Aim: Transcribe the records exactly. Pictures do not belong in the transcription.

::: Material for the task :::

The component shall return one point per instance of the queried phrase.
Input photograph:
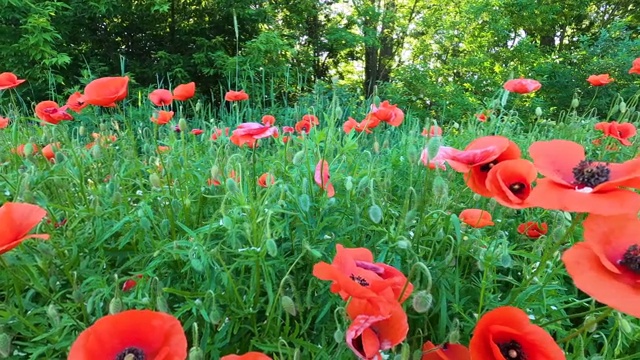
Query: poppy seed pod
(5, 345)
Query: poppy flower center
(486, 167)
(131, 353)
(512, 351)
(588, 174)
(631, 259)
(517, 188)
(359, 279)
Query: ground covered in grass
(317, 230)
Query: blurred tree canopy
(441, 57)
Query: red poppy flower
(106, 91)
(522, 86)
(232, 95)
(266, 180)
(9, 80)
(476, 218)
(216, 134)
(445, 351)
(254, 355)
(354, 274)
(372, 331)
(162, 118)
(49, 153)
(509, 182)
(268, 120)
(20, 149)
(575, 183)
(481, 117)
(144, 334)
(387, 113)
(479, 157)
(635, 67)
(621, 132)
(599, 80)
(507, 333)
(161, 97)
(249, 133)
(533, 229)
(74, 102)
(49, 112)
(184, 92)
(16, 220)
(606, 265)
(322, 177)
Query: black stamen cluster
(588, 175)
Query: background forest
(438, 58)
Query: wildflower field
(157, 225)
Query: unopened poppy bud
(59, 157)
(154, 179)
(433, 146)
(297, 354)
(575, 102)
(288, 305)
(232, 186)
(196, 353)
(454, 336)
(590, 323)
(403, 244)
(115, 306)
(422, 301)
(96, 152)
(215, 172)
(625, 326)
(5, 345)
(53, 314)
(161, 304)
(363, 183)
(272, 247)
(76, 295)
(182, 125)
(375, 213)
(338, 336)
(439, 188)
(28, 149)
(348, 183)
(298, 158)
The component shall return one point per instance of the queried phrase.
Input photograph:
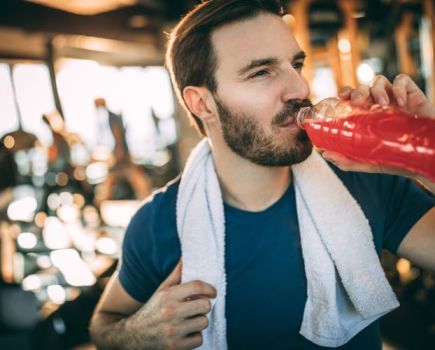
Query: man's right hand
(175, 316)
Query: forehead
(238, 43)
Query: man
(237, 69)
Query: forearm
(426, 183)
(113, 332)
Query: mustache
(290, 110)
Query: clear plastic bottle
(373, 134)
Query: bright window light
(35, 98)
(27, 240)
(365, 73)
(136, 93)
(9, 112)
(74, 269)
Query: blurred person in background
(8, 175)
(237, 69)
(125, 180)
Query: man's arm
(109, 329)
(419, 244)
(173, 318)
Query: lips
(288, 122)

:::

Response to the task:
The component shall return one point per instance of the queried phrase.
Input photograph:
Query: poppy seed pod
(5, 345)
Query: poppy flower center
(486, 167)
(131, 353)
(512, 351)
(588, 174)
(631, 259)
(517, 188)
(359, 279)
Query: ground covered in grass
(317, 230)
Query: blurred tree canopy
(441, 57)
Query: red poppy flower
(106, 91)
(522, 86)
(232, 95)
(266, 180)
(9, 80)
(476, 218)
(216, 134)
(445, 351)
(254, 355)
(354, 274)
(372, 331)
(162, 118)
(49, 153)
(509, 182)
(268, 120)
(20, 149)
(575, 183)
(481, 117)
(144, 334)
(387, 113)
(479, 157)
(635, 67)
(621, 132)
(599, 80)
(507, 333)
(161, 97)
(249, 133)
(533, 229)
(74, 102)
(49, 112)
(184, 92)
(16, 220)
(606, 265)
(322, 177)
Query: black stamen cluster
(588, 175)
Query: background forest
(438, 58)
Query: wildflower field
(157, 225)
Query: unopened poppy bud
(59, 157)
(154, 179)
(433, 146)
(297, 354)
(575, 102)
(288, 305)
(232, 186)
(196, 353)
(454, 336)
(590, 323)
(403, 244)
(115, 306)
(422, 301)
(96, 152)
(215, 172)
(625, 326)
(5, 345)
(53, 314)
(161, 304)
(363, 183)
(272, 247)
(76, 295)
(182, 125)
(375, 213)
(338, 336)
(439, 188)
(28, 149)
(348, 183)
(298, 158)
The component shall return one point per instance of the queried phrase.
Input photograph:
Query: man's right hand
(175, 316)
Query: forehead
(238, 43)
Query: man
(237, 69)
Query: forearm
(426, 183)
(113, 332)
Query: mustache
(290, 110)
Query: clear plastic bottle
(373, 134)
Query: bright window light
(35, 98)
(27, 240)
(365, 73)
(136, 93)
(9, 112)
(74, 269)
Query: blurred person in background
(8, 175)
(237, 69)
(125, 180)
Query: man's arm
(109, 329)
(419, 244)
(173, 318)
Query: lips
(288, 122)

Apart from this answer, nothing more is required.